For the entries below, print exactly the lines between the line holding "In this exercise you will indicate the shallow" and the line holding "In this exercise you will indicate the gray", inclusive, and nothing else.

━━━ Entries shown ━━━

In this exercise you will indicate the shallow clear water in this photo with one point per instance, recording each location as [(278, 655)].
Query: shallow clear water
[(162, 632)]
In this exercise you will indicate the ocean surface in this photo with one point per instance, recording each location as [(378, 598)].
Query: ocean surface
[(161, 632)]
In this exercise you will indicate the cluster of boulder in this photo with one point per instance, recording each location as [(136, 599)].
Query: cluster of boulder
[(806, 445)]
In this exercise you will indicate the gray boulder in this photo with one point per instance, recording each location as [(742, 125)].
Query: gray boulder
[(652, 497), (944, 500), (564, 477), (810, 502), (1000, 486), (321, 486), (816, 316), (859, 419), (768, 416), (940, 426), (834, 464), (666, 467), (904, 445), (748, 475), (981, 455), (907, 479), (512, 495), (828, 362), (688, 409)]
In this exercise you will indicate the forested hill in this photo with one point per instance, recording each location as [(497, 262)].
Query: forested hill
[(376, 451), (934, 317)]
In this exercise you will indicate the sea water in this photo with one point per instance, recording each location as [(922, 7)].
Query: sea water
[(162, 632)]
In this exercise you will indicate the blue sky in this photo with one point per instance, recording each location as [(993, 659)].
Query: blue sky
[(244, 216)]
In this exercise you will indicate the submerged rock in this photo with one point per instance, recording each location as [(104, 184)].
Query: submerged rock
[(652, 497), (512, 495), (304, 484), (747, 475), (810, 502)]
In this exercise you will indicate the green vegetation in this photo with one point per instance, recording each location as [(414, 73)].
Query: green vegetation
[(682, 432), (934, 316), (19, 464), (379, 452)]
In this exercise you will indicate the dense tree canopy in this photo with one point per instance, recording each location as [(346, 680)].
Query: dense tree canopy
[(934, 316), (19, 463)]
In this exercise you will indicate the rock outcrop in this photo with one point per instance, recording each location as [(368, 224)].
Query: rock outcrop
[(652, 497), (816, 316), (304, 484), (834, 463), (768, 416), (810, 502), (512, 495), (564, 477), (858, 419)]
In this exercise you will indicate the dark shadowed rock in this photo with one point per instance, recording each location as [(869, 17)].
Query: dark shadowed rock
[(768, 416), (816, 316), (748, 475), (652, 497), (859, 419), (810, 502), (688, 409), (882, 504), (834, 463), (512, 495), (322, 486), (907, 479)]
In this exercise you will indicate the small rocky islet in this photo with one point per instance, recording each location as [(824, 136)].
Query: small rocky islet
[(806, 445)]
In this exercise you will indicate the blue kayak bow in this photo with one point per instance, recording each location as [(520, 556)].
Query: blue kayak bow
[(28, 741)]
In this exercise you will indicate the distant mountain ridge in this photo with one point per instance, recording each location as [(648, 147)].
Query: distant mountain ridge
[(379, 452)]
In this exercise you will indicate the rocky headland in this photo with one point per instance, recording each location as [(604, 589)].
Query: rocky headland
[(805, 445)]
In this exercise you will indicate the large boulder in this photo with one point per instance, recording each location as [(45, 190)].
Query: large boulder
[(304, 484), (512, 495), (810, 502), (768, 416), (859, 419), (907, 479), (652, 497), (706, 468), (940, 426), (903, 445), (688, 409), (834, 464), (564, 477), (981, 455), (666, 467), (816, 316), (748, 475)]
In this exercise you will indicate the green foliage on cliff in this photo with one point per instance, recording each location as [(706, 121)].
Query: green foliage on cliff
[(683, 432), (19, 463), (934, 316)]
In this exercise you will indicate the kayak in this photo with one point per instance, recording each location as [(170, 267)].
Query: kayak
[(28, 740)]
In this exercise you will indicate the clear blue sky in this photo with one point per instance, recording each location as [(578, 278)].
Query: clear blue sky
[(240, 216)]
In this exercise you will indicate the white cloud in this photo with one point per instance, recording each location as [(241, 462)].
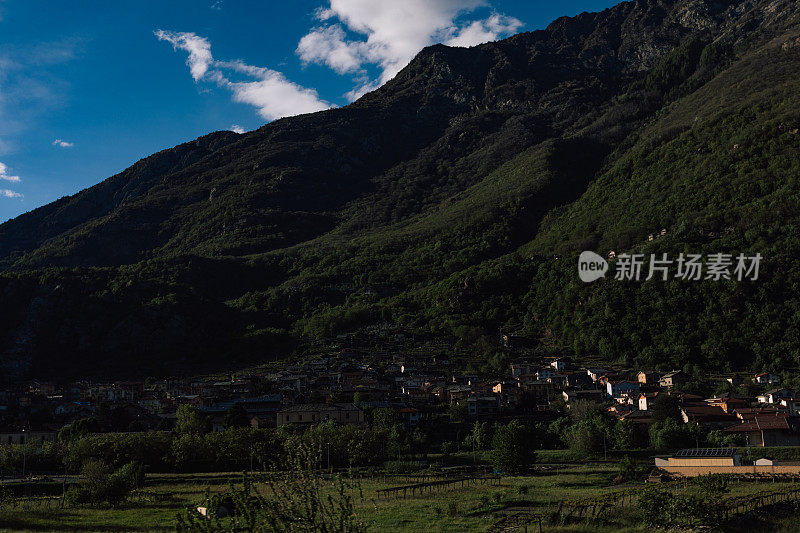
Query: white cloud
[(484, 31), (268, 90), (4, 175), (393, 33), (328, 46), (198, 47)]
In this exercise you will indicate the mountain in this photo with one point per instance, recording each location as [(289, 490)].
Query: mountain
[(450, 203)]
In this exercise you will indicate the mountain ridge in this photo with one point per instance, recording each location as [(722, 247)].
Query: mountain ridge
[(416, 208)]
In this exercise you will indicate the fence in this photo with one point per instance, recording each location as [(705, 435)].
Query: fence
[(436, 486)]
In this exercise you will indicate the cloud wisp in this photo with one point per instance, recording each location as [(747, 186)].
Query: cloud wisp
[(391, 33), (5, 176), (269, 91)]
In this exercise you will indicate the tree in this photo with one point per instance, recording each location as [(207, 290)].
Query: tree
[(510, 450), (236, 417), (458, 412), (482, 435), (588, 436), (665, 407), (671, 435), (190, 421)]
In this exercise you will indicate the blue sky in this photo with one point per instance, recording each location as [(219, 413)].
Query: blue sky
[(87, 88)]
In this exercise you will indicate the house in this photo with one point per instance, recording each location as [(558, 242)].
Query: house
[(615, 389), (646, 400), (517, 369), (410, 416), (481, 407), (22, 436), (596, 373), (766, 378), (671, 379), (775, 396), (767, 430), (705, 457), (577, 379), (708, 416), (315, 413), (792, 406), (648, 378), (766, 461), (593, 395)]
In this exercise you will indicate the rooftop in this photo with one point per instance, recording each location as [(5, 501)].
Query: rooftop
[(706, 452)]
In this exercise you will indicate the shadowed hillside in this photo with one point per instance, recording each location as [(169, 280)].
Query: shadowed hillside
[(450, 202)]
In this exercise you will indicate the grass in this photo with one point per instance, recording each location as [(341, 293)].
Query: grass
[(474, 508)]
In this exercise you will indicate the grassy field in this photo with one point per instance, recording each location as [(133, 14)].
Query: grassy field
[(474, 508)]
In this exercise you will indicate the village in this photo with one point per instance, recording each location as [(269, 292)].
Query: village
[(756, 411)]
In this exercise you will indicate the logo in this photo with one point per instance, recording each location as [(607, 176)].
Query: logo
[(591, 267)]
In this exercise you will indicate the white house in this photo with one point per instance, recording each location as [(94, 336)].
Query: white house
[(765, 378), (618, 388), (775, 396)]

━━━
━━━ Entries shown ━━━

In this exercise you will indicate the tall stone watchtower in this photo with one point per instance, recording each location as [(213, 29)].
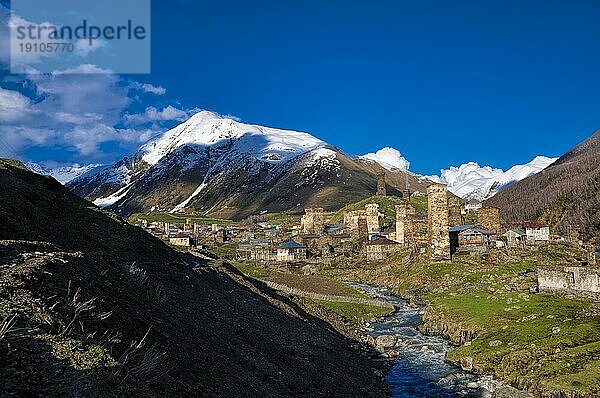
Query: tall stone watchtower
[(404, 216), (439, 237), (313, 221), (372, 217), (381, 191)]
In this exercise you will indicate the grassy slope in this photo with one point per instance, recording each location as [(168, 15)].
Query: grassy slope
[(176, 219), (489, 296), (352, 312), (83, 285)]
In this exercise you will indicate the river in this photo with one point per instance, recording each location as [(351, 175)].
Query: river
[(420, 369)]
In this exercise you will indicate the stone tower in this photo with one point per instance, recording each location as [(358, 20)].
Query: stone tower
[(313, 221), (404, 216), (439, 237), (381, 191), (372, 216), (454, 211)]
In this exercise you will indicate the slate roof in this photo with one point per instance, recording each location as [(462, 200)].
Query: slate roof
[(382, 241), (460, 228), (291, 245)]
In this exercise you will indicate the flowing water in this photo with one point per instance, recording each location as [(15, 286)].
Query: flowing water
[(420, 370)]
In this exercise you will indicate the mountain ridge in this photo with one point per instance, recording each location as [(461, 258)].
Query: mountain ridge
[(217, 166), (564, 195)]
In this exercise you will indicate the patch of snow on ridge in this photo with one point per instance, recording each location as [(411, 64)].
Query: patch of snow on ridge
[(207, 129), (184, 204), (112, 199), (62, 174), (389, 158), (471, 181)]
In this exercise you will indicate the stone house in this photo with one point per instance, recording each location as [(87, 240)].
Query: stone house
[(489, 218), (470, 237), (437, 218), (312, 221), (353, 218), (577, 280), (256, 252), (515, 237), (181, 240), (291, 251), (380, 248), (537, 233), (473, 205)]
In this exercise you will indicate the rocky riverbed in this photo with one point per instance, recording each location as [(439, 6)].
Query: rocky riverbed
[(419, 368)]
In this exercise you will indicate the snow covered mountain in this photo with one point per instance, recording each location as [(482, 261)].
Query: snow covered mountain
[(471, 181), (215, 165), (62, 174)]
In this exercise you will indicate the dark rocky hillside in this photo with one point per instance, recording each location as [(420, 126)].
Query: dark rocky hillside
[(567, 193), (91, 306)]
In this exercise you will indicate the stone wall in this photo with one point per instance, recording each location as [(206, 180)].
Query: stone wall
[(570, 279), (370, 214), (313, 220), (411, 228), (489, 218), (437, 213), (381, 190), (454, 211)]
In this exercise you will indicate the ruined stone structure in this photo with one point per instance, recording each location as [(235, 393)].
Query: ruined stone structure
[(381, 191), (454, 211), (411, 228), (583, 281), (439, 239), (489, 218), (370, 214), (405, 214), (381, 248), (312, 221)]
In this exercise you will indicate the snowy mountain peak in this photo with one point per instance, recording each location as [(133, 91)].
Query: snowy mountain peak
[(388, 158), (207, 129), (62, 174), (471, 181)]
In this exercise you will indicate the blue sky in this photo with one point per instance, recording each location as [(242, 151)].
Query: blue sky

━━━
━━━ Entries shown ━━━

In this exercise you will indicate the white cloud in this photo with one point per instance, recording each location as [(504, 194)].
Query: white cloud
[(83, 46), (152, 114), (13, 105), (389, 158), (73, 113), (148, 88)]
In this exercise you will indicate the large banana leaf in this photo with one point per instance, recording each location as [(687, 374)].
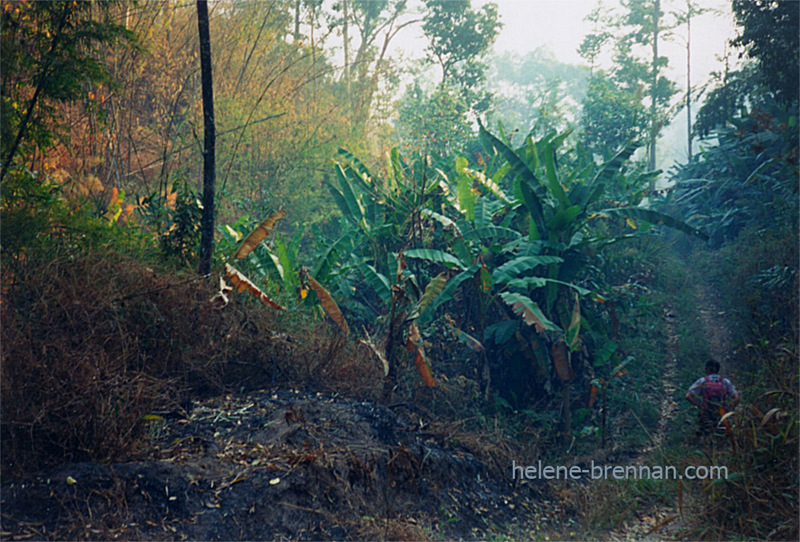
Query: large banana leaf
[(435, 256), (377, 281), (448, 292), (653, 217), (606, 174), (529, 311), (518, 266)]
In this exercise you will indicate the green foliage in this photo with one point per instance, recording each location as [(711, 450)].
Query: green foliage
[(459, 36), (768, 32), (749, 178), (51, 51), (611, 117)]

━━━

Expected answer:
In this exercise you will indicate the shallow clear water in this photo with one point per instance, recording each location as [(278, 655)].
Query: shallow clear water
[(162, 632)]
In this exercise you will indicate the ocean surface in this photo with one point per instance, recording each location as [(378, 598)].
Query: ocean surface
[(161, 632)]
In this exercise you will indicate the cluster of boulder in this photo with one point per instance, recording each location as [(136, 599)].
Query: cluster of boulder
[(806, 445)]
In this exercise you will indicate the gray boulder in this photo with one point per instance, recording each location as [(742, 125)].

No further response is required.